start DATASET ROWS

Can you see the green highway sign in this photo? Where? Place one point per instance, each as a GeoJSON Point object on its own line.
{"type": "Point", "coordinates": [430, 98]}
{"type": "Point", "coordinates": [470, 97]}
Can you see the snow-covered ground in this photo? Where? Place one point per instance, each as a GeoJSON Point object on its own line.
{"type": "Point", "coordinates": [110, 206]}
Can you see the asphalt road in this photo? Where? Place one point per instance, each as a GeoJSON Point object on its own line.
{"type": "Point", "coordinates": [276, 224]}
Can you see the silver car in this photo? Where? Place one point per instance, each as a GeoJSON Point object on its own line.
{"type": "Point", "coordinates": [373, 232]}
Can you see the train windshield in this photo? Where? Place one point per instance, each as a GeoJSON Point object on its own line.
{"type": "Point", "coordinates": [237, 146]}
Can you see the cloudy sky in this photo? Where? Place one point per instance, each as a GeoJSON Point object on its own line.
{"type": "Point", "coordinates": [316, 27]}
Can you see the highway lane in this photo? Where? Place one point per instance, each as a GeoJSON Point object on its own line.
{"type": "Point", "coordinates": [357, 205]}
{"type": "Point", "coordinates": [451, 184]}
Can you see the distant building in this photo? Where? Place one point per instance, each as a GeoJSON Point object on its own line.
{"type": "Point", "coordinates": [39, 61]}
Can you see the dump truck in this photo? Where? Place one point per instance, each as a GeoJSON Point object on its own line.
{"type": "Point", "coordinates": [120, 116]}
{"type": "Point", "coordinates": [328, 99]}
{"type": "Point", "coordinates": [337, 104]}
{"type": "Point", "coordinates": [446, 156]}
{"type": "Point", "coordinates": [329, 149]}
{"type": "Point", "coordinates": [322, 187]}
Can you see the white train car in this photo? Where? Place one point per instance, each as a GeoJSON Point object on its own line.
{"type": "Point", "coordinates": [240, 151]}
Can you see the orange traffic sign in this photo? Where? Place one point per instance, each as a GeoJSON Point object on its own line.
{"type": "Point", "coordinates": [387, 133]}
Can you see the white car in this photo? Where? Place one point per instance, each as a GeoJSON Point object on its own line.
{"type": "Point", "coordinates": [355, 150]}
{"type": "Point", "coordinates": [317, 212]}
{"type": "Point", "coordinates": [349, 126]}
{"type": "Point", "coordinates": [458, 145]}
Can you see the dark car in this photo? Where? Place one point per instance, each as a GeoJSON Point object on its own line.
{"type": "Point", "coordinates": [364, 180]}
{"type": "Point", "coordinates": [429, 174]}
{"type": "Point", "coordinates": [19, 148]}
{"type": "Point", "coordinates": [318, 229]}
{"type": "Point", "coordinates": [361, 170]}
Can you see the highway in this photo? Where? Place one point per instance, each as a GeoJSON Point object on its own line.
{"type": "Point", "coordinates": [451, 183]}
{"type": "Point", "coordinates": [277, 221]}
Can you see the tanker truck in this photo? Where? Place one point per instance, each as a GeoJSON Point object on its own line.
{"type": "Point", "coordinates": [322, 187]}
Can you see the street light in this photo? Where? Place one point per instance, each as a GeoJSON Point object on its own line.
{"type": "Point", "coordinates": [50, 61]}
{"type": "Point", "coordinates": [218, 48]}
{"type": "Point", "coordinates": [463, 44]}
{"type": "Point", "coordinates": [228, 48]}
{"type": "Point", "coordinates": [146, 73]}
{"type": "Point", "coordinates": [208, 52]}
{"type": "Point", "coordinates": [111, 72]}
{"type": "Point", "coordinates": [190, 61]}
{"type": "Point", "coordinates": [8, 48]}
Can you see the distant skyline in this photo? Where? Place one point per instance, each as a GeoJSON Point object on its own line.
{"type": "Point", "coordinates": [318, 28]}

end DATASET ROWS

Reproduce all of the records above verbatim, line for line.

Can you see the green highway sign in this photo? Where? Place one point per instance, each as a GeoJSON Point object on its own line.
{"type": "Point", "coordinates": [430, 98]}
{"type": "Point", "coordinates": [470, 97]}
Can you see the snow-covered ground in this photo? Where? Place one point per instance, each as a GeoJSON Point object on its own line.
{"type": "Point", "coordinates": [110, 206]}
Can you see the asphalt road in this photo? Where? Place one point per instance, each as a GeoJSON Point object on its own line.
{"type": "Point", "coordinates": [276, 224]}
Can you see the silver car in this photo? Where? Place one point per instance, each as a GeoJSON Point object on its own line.
{"type": "Point", "coordinates": [373, 232]}
Can you see the train windshield in this photo? Where? Place one point per instance, each as a GeoJSON Point object on its own line.
{"type": "Point", "coordinates": [237, 146]}
Can you see the cloudy sky in this photo? Where? Place one point per instance, each as a GeoJSON Point object on its own line.
{"type": "Point", "coordinates": [316, 27]}
Can you see the highway lane in this photo? Where? Place one point per instance, each as a GeoJSON Point object on its own line.
{"type": "Point", "coordinates": [357, 205]}
{"type": "Point", "coordinates": [451, 184]}
Can you see the distant building in this photo? Where? Place one point per instance, each as a GeoJSON Point object on its own line.
{"type": "Point", "coordinates": [39, 61]}
Can you see the dump truck in this photo? Where? Place one point per instance, each as a GeoJSON Point object on its own line.
{"type": "Point", "coordinates": [120, 116]}
{"type": "Point", "coordinates": [328, 99]}
{"type": "Point", "coordinates": [337, 104]}
{"type": "Point", "coordinates": [446, 156]}
{"type": "Point", "coordinates": [329, 149]}
{"type": "Point", "coordinates": [322, 187]}
Can you see the white train car in this photo? Where? Place one point per instance, each as a GeoJSON Point object on its own line.
{"type": "Point", "coordinates": [240, 151]}
Can you see the orange traffic sign in this photo? Where? Place one point per instance, each as a GeoJSON Point object on its own line.
{"type": "Point", "coordinates": [387, 133]}
Can you see the white car in this photo? Where? Place one point per instance, each as a GeoJSON Point object on its own line.
{"type": "Point", "coordinates": [355, 150]}
{"type": "Point", "coordinates": [317, 212]}
{"type": "Point", "coordinates": [349, 126]}
{"type": "Point", "coordinates": [458, 145]}
Can you see the dark car in this photo? Where? Place one point per instance, each as a GeoJSON Point object on its own line.
{"type": "Point", "coordinates": [364, 180]}
{"type": "Point", "coordinates": [429, 174]}
{"type": "Point", "coordinates": [19, 148]}
{"type": "Point", "coordinates": [318, 229]}
{"type": "Point", "coordinates": [361, 170]}
Can you see the highway in this photo? Where? Place one point per instance, each as a GeoJSON Point object on its own line.
{"type": "Point", "coordinates": [451, 183]}
{"type": "Point", "coordinates": [277, 221]}
Can you see the tanker truck in this photo? Where? Place one point per instance, each as a GeoJSON Point object on its own line.
{"type": "Point", "coordinates": [322, 187]}
Can you see the street light in this photo? Where? Place one point per instance, each as a GeoJSON Point object on its own line.
{"type": "Point", "coordinates": [50, 61]}
{"type": "Point", "coordinates": [218, 48]}
{"type": "Point", "coordinates": [463, 44]}
{"type": "Point", "coordinates": [228, 48]}
{"type": "Point", "coordinates": [146, 73]}
{"type": "Point", "coordinates": [208, 52]}
{"type": "Point", "coordinates": [111, 72]}
{"type": "Point", "coordinates": [190, 61]}
{"type": "Point", "coordinates": [8, 48]}
Can you see the distant skyline in this photo? Where? Place one point per instance, each as a GeoJSON Point object on its own line.
{"type": "Point", "coordinates": [318, 28]}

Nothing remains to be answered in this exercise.